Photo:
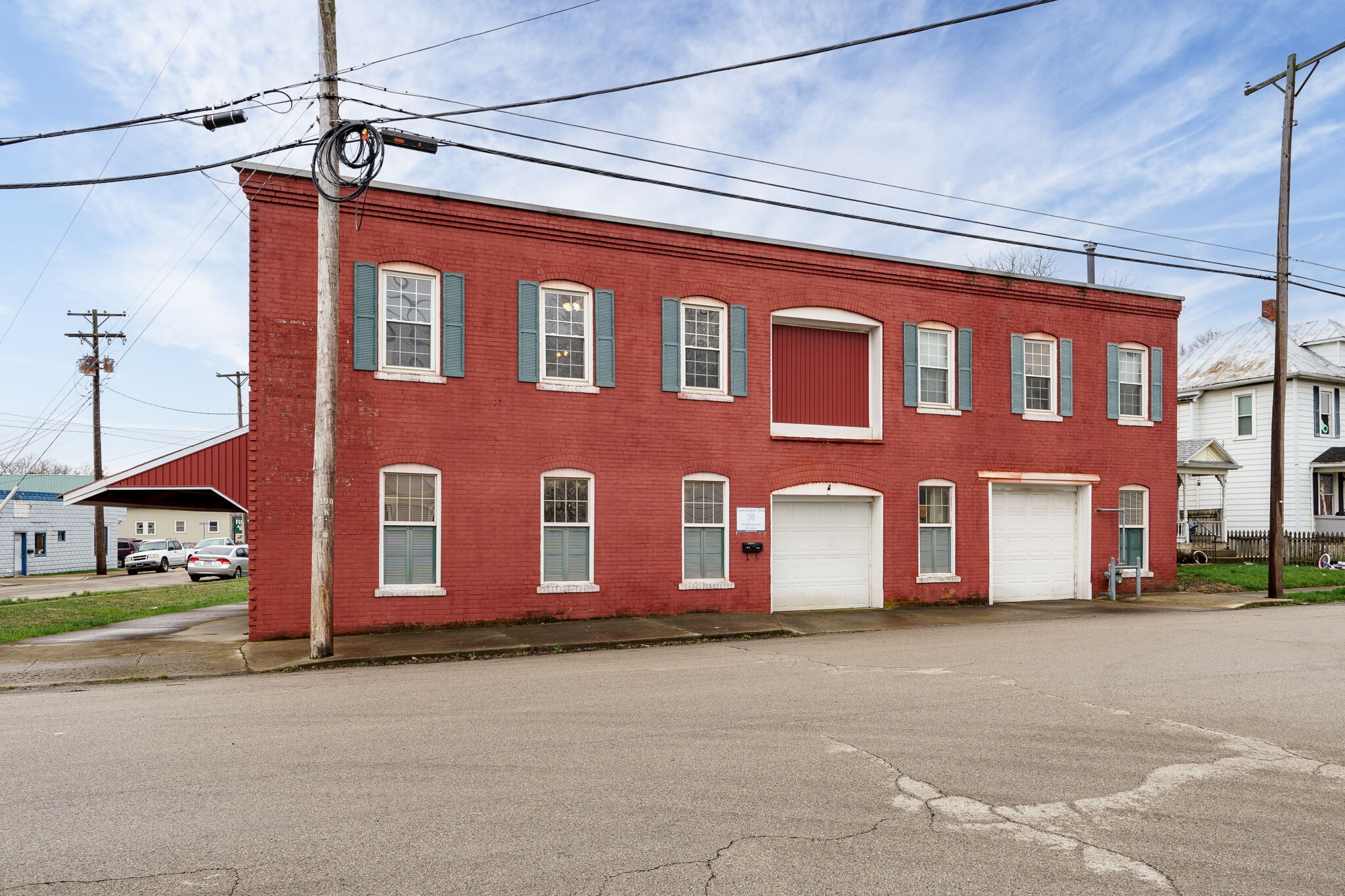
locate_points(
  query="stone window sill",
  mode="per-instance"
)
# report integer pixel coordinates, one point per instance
(567, 387)
(409, 378)
(410, 591)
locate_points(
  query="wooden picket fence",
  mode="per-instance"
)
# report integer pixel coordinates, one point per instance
(1300, 547)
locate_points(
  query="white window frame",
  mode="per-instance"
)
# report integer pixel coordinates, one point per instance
(565, 383)
(699, 585)
(564, 587)
(1317, 494)
(1251, 414)
(436, 308)
(713, 304)
(1053, 412)
(953, 532)
(1143, 492)
(951, 336)
(843, 320)
(423, 590)
(1143, 381)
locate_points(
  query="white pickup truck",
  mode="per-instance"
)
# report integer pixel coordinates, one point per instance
(156, 555)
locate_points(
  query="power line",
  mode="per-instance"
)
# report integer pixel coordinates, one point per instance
(826, 174)
(801, 54)
(444, 43)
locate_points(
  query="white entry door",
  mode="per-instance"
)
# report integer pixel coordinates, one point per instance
(821, 554)
(1034, 543)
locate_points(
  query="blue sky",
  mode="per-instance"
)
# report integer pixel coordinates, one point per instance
(1128, 113)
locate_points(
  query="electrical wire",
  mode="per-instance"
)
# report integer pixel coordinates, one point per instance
(444, 43)
(158, 174)
(831, 174)
(799, 54)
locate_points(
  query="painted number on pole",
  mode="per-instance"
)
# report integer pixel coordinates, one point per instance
(751, 519)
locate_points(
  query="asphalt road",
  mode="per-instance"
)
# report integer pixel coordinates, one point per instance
(1138, 753)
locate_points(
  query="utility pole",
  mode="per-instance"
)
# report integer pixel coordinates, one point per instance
(238, 378)
(324, 405)
(97, 364)
(1277, 425)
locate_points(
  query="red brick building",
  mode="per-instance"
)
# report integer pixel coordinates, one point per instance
(548, 413)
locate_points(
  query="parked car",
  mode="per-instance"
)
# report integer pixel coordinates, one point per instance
(206, 543)
(223, 561)
(125, 547)
(156, 555)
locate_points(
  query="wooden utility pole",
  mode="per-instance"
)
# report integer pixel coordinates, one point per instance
(96, 364)
(1277, 406)
(324, 412)
(238, 379)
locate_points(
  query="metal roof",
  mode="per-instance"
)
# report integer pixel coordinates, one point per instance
(703, 232)
(46, 484)
(1247, 355)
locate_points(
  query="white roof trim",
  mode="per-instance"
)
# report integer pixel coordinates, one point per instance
(85, 490)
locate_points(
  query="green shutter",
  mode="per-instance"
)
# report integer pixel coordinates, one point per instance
(604, 337)
(963, 368)
(529, 349)
(739, 350)
(455, 324)
(1156, 385)
(910, 364)
(703, 553)
(935, 550)
(409, 555)
(1016, 398)
(1067, 378)
(671, 344)
(365, 337)
(565, 551)
(1113, 382)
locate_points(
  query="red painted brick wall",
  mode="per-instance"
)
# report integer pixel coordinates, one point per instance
(493, 436)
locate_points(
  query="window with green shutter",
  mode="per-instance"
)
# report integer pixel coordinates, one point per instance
(704, 527)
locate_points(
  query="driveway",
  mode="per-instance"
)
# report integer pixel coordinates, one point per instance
(60, 586)
(1136, 753)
####################
Task statement: Say, as a bare number, how many lines above contain the word "shutter".

Answer space: 2